Start of Given information

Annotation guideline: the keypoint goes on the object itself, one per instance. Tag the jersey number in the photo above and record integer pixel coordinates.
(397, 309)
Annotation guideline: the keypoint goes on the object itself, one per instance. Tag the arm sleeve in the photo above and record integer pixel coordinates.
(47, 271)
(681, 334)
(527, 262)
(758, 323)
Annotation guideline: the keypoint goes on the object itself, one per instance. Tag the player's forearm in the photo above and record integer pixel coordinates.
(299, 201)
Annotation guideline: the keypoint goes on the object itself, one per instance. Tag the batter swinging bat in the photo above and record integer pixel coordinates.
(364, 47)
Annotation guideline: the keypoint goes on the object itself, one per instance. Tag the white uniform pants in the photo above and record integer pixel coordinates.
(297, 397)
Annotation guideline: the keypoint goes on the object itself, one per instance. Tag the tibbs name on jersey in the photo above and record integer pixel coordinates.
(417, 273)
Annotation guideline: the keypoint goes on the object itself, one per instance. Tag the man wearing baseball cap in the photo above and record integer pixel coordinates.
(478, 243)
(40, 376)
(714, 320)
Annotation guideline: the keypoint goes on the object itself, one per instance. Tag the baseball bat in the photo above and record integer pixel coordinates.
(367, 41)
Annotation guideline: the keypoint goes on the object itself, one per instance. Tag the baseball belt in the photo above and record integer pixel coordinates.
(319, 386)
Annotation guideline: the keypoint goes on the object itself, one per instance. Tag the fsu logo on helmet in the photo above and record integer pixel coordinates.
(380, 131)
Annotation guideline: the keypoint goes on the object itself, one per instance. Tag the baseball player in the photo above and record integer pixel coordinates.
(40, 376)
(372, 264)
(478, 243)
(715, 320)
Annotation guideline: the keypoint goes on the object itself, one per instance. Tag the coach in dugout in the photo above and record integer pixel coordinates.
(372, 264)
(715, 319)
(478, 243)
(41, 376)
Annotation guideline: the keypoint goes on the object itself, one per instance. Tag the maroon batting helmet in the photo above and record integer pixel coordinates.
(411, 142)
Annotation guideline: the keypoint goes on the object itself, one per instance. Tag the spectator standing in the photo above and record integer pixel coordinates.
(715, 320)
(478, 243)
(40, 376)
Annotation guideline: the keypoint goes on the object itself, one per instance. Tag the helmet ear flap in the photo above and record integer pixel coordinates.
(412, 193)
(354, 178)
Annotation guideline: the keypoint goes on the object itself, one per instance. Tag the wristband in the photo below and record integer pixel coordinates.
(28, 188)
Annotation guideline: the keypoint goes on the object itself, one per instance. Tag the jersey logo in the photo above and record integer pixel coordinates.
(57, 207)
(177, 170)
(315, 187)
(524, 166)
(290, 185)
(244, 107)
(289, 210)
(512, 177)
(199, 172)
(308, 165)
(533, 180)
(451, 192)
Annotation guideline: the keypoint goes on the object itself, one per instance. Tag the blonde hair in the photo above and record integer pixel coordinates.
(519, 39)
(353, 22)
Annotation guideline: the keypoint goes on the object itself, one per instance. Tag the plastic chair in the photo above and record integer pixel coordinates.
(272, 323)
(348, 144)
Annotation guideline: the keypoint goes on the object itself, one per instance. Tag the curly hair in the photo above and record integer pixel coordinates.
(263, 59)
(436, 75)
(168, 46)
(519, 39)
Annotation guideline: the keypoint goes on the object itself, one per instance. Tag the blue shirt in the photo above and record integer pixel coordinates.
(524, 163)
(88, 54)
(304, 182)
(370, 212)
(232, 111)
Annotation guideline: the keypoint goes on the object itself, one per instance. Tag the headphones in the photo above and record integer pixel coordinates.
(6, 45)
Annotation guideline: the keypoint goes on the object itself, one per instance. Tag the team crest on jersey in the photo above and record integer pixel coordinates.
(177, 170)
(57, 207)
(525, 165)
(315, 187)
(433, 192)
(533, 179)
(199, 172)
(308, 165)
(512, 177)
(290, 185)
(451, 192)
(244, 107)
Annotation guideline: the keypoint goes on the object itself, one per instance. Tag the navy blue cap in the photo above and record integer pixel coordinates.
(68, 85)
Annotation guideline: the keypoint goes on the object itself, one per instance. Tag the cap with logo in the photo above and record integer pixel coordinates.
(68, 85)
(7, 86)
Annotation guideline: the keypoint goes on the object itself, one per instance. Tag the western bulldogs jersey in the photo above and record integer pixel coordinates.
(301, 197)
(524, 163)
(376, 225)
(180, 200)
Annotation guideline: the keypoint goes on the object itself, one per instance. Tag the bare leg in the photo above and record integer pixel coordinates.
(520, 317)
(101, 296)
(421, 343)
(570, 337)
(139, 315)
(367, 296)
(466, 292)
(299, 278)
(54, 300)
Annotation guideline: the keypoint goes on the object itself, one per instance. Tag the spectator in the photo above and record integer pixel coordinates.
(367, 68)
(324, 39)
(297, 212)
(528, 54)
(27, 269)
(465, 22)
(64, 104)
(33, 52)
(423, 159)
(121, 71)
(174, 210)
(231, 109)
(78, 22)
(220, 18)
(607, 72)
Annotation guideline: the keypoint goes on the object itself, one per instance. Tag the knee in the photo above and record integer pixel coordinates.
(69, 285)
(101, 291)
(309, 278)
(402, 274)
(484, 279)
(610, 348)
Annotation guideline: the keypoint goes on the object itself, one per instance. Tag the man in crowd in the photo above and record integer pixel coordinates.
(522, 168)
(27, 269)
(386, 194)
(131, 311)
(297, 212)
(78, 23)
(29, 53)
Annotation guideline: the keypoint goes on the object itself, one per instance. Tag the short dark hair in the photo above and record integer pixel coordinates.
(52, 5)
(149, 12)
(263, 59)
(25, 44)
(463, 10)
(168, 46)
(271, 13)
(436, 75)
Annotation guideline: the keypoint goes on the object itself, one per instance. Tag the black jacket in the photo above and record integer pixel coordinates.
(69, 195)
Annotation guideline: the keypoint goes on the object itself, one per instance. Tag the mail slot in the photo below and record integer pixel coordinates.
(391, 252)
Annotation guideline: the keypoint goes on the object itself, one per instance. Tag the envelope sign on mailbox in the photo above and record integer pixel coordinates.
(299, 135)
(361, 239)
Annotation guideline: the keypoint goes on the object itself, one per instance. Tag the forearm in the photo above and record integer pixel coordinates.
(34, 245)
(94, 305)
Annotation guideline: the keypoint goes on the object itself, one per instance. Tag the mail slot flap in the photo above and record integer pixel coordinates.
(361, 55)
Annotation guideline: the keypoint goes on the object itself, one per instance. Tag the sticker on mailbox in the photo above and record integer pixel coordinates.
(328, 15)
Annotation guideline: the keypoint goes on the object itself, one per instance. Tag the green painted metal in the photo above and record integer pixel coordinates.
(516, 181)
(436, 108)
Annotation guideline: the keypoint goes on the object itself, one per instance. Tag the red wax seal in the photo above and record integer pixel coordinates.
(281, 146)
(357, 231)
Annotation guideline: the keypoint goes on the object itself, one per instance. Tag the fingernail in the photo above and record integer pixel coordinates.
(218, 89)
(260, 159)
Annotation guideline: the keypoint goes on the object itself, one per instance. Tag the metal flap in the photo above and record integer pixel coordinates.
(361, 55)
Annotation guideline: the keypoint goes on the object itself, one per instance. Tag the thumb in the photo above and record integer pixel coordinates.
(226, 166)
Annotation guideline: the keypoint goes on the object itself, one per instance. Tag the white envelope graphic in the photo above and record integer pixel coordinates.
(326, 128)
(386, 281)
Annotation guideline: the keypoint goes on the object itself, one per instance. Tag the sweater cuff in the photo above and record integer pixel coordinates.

End of Given information

**Problem details**
Send back each record exactly, and include them all.

**Worked solution**
Annotation guideline: the keypoint goes on the object itself, one per instance. Tag the jersey number in the photo above and record integer pixel coordinates.
(397, 309)
Annotation guideline: the keypoint goes on the object itself, one per instance. Tag the arm sleeve in the photo above and record integer pixel coordinates.
(47, 271)
(681, 334)
(527, 262)
(758, 323)
Annotation guideline: the keypoint goes on the object itself, one per instance. Tag the player's forearm in the photo above and record integer pixel coordinates.
(299, 201)
Annotation guideline: the keypoint goes on the object itself, one per instance. Tag the batter swinging bat in the photo above and record integer pixel coordinates.
(364, 47)
Annotation guideline: the keypoint goes on the object itself, one per instance. Tag the white uniform pants in the photo above and record integer pixel coordinates.
(297, 397)
Annotation guideline: the keypoint goes on the object itself, one per instance. Tag the tibbs name on jersey in the photo above and record integer pixel coordinates.
(417, 273)
Annotation guideline: the keypoint goes on the object itself, one per instance. Tag the man wearing baseball cap in the photo above and record integer pixel coordinates.
(478, 243)
(40, 376)
(714, 320)
Annotation guideline: the keypoint goes on the object itself, one per instance. Tag the baseball bat in the photo above and record integer pixel coordinates.
(367, 41)
Annotation guideline: the keypoint goes on the object itself, one per instance. Tag the baseball belt in the photo above and record integer pixel coordinates.
(319, 386)
Annotation guideline: the keypoint goes on the object itself, one per instance. Tag the fsu logo on helmet in the photo above and record integer pixel coordinates.
(380, 131)
Annotation guideline: the keypoint goes on the object itself, one per instance. Tag the baseball player in the photo above and record integer pixel coordinates.
(40, 376)
(372, 264)
(478, 243)
(715, 320)
Annotation guideline: the keypoint goes on the object itself, one per instance. Tag the coach in dugout in the photo above and record integer pixel coordinates.
(372, 264)
(715, 319)
(478, 243)
(41, 376)
Annotation guideline: the keypoint goes on the object itself, one per instance. Tag the maroon batting helmet in the photo above and record integer pixel coordinates.
(411, 142)
Annotation guideline: the keypoint goes on the object itself, one per instance. Tag the spectator standing in the photo above and record integer pixel coordinates.
(715, 320)
(478, 243)
(40, 376)
Annotation guideline: the keypoint goes on the object itself, one per instance. Tag the helmet ear flap in the photo above and record integer pixel coordinates.
(412, 193)
(354, 178)
Annotation guideline: the keypoint goes on the object itself, one per instance. Tag the wristband in the photo below and record integer pixel coordinates.
(28, 188)
Annotation guideline: the keypoint goes on the object itself, one per instance. Tag the jersey logo in the photo above and record integer pixel coordinates.
(57, 207)
(177, 170)
(315, 187)
(524, 166)
(290, 185)
(244, 107)
(289, 210)
(512, 177)
(199, 172)
(308, 165)
(533, 180)
(451, 192)
Annotation guideline: the keypoint goes on the object itself, one per instance. Tag the blonde hair in the photo above and record integer pixel coordinates.
(519, 39)
(353, 22)
Annotation guideline: the keypoint goes on the object itself, one per instance. Tag the plastic chair in the photo above and record integer pixel coordinates.
(272, 323)
(348, 144)
Annotation guideline: the keypoint goes on the object itself, one per instance. Tag the curly hair in the photo above and record integer pixel coordinates.
(263, 59)
(436, 75)
(168, 46)
(519, 39)
Annotation guideline: the keypoint goes on the object itself, one per instance. Tag the blue shirt in the photo above and record integer pixel coordinates.
(524, 163)
(88, 54)
(304, 182)
(370, 212)
(232, 111)
Annotation guideline: the keypoint goes on the object itself, one per instance. Tag the headphones in the photo above and record integer pixel coordinates.
(6, 45)
Annotation guideline: the keypoint goes on the object itself, one per instance. Tag the team crest on jersey in the photo above and record integer pixel coordinates.
(177, 170)
(57, 207)
(525, 165)
(315, 187)
(433, 192)
(533, 179)
(199, 172)
(308, 165)
(512, 177)
(290, 185)
(451, 192)
(244, 107)
Annotation guideline: the keypoint goes on the object itself, one per instance. Tag the navy blue cap in the photo above and record integer pixel coordinates.
(68, 85)
Annotation guideline: the keypoint goes on the object itself, one per instance. Tag the cap with logo in the photo above and record integer pixel coordinates.
(68, 85)
(7, 86)
Annotation guideline: the keypoint goes on the object itself, one per instance. Tag the western bulldogs jersey in the photo above and record integer pixel coordinates.
(301, 197)
(524, 163)
(376, 225)
(180, 200)
Annotation guideline: the keypoint goes on the object itself, one per instance. Tag the bare leg in the photo above and record integer pixel coordinates.
(520, 317)
(101, 296)
(421, 343)
(570, 337)
(139, 315)
(367, 296)
(466, 292)
(299, 278)
(54, 300)
Annotation guideline: the keypoint goes on the object itself, one per instance. Tag the spectator in the photo above and record integer pixel coordinates.
(367, 68)
(324, 39)
(297, 212)
(528, 54)
(27, 269)
(465, 22)
(64, 104)
(33, 52)
(423, 159)
(121, 71)
(174, 210)
(231, 109)
(78, 22)
(220, 18)
(607, 72)
Annotation guideline: the keypoint goes on the object itself, one per instance. Tag the knee in the photo above and record integer pixel coordinates.
(69, 285)
(101, 291)
(309, 278)
(402, 274)
(484, 279)
(610, 348)
Annotation guideline: the keypoint goes on the object itself, one per instance. Tag the man in crowd in the photo above and record integer pixel coordinates.
(522, 168)
(27, 269)
(386, 194)
(131, 311)
(297, 212)
(78, 23)
(29, 53)
Annotation guideline: the keypoint goes on the object itself, one per instance. Tag the short dark hair in the photo above and record integer pixel coordinates.
(52, 5)
(149, 12)
(263, 59)
(25, 44)
(463, 10)
(168, 46)
(271, 13)
(436, 75)
Annotation guideline: the keypoint goes on the object itself, one per instance. Tag the black jacket in the photo above and record integer pixel coordinates.
(69, 195)
Annotation guideline: the keypoint goes on the object itself, one per instance. Tag the mail slot in the photo below and record integer pixel coordinates.
(391, 252)
Annotation guideline: the keypoint goes on the object itself, one per instance. Tag the envelope sign on mailbox in the photo above and record integer pixel coordinates.
(299, 135)
(361, 239)
Annotation guideline: the keypoint goes on the object itself, one per instance. Tag the forearm in the photo above and record integer pixel coordinates.
(34, 245)
(94, 305)
Annotation guideline: the keypoint goes on the object itself, one per instance. Tag the mail slot flap in the photo above and record integer pixel coordinates.
(361, 55)
Annotation guideline: the keypoint goes on the object itself, one per instance. Tag the sticker on mailbox in the photo above and record integer pixel coordinates.
(328, 15)
Annotation guideline: the keypoint goes on the object itself, one per instance. Tag the green painted metal in the photo above and record integer pixel coordinates.
(516, 181)
(436, 108)
Annotation guideline: the keypoint goes on the object itself, one per instance. Tag the red wax seal in the photo above and record integer pixel coordinates.
(281, 146)
(357, 231)
Annotation guideline: the keypoint goes on the object itself, one per instance. Tag the fingernail in the photo above and record integer pixel coordinates.
(218, 89)
(260, 159)
Annotation guideline: the keypoint goes on the object itself, one per instance. Tag the metal flap in the photo above and record integer pixel coordinates.
(361, 55)
Annotation guideline: the keypoint goes on the object itself, one per instance. Tag the thumb in the photo above and record integer pixel coordinates.
(226, 166)
Annotation guideline: the keypoint goes on the object itself, one per instance. Tag the white envelope graphic in the photo above and record integer pixel coordinates.
(326, 128)
(386, 281)
Annotation guideline: the keypoint goes on the object itself, one per instance. Tag the sweater cuff in the photo above and record integer pixel coordinates.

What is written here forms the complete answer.